Entries taken from a collection
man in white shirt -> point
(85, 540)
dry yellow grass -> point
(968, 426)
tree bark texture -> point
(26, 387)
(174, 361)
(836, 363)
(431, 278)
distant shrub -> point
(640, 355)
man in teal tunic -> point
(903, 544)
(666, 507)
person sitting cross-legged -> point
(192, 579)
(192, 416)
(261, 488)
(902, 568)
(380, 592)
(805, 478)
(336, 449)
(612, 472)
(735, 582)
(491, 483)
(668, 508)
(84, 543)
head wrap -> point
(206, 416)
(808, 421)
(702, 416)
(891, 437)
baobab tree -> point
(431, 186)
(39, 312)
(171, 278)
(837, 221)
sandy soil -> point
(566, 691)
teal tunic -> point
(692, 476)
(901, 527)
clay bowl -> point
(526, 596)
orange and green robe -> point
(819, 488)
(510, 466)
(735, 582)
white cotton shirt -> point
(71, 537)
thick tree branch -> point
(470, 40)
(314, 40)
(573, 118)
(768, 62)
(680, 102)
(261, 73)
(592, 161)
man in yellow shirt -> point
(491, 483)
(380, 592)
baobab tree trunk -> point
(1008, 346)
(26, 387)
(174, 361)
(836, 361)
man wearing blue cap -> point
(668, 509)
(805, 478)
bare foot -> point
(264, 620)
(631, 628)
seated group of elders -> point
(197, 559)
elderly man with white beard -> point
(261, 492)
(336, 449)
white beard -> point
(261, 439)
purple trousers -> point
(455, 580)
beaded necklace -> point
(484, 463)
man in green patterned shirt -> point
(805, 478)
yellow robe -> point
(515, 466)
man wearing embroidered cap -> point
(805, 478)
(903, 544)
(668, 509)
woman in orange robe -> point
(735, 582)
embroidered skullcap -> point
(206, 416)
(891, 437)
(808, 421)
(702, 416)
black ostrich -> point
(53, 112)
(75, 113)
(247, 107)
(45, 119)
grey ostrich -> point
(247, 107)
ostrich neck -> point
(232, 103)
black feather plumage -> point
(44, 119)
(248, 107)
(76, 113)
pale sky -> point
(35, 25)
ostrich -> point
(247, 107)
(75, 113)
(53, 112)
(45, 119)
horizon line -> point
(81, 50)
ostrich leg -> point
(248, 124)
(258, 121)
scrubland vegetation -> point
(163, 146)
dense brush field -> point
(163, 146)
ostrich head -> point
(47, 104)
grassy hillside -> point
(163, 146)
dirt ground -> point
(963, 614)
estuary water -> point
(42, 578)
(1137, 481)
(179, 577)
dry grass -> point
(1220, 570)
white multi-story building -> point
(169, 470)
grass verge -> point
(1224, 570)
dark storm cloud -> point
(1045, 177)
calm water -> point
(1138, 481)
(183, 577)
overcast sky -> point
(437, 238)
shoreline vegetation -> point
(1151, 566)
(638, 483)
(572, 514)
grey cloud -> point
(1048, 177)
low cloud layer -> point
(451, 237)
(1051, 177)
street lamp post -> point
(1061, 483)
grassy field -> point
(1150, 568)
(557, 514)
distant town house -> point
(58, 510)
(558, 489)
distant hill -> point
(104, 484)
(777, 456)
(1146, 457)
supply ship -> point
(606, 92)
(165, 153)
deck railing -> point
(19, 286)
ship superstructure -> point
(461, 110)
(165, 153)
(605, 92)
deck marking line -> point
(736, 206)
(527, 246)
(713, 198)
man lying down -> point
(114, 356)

▶ TASK DIRECTIONS
Retype the entries precisely as they stand.

▶ RESULT FOR THIS EXERCISE
man in white shirt -> point
(85, 540)
dry yellow grass -> point
(968, 426)
tree bark texture -> point
(26, 387)
(174, 361)
(836, 363)
(431, 278)
distant shrub -> point
(640, 355)
man in teal tunic -> point
(903, 544)
(666, 507)
person sitting cross-legged -> point
(192, 579)
(192, 416)
(261, 488)
(902, 568)
(380, 592)
(805, 478)
(336, 449)
(612, 472)
(735, 582)
(491, 483)
(668, 508)
(84, 543)
head wrap -> point
(206, 416)
(808, 421)
(702, 416)
(891, 437)
baobab tree -> point
(431, 186)
(39, 312)
(171, 278)
(837, 221)
sandy soil -> point
(566, 691)
teal tunic -> point
(692, 476)
(901, 527)
clay bowl -> point
(526, 596)
orange and green robe -> point
(819, 488)
(510, 466)
(735, 582)
white cotton shirt -> point
(71, 537)
thick tree branch -> point
(470, 40)
(314, 40)
(573, 118)
(768, 62)
(680, 102)
(261, 73)
(592, 161)
man in yellow shirt -> point
(491, 483)
(380, 592)
baobab tree trunk -> point
(1008, 346)
(26, 387)
(174, 361)
(836, 361)
man wearing blue cap -> point
(668, 509)
(805, 478)
bare foot -> point
(264, 620)
(631, 628)
seated group of elders -> point
(197, 559)
elderly man with white beard -> point
(261, 492)
(336, 449)
white beard -> point
(261, 439)
purple trousers -> point
(455, 580)
beaded necklace -> point
(484, 463)
man in green patterned shirt -> point
(805, 478)
yellow robe -> point
(515, 466)
man wearing embroidered cap -> point
(805, 478)
(903, 544)
(668, 509)
woman in orange robe -> point
(735, 582)
embroidered skullcap -> point
(206, 416)
(891, 437)
(808, 421)
(702, 416)
black ostrich -> point
(53, 112)
(75, 113)
(247, 107)
(45, 119)
grey ostrich -> point
(247, 107)
ostrich neck -> point
(232, 103)
black feather plumage -> point
(44, 119)
(248, 107)
(76, 113)
pale sky -> point
(35, 25)
ostrich -> point
(247, 107)
(75, 113)
(53, 112)
(45, 119)
horizon line -> point
(81, 50)
ostrich leg -> point
(248, 124)
(258, 121)
scrubland vegetation -> point
(163, 146)
dense brush field -> point
(163, 146)
ostrich head -> point
(47, 104)
grassy hillside -> point
(163, 146)
dirt ground -> point
(963, 614)
estuary water -> point
(42, 578)
(1137, 481)
(179, 577)
dry grass -> point
(1220, 570)
white multi-story building -> point
(169, 470)
grass verge -> point
(1224, 570)
dark storm cloud -> point
(1045, 177)
calm water -> point
(1138, 481)
(183, 577)
overcast sky -> point
(437, 238)
shoreline vegetation -> point
(1151, 566)
(638, 483)
(572, 514)
grey cloud -> point
(1048, 177)
low cloud layer -> point
(451, 237)
(1051, 177)
street lamp post -> point
(1061, 483)
grassy field -> point
(1150, 568)
(557, 514)
distant town house -> point
(58, 510)
(558, 489)
distant hill -> point
(104, 484)
(777, 456)
(1146, 457)
supply ship -> point
(606, 92)
(165, 153)
deck railing -> point
(19, 286)
ship superstructure -> point
(461, 110)
(165, 153)
(605, 92)
deck marking line -> point
(736, 206)
(527, 246)
(713, 198)
man lying down -> point
(114, 356)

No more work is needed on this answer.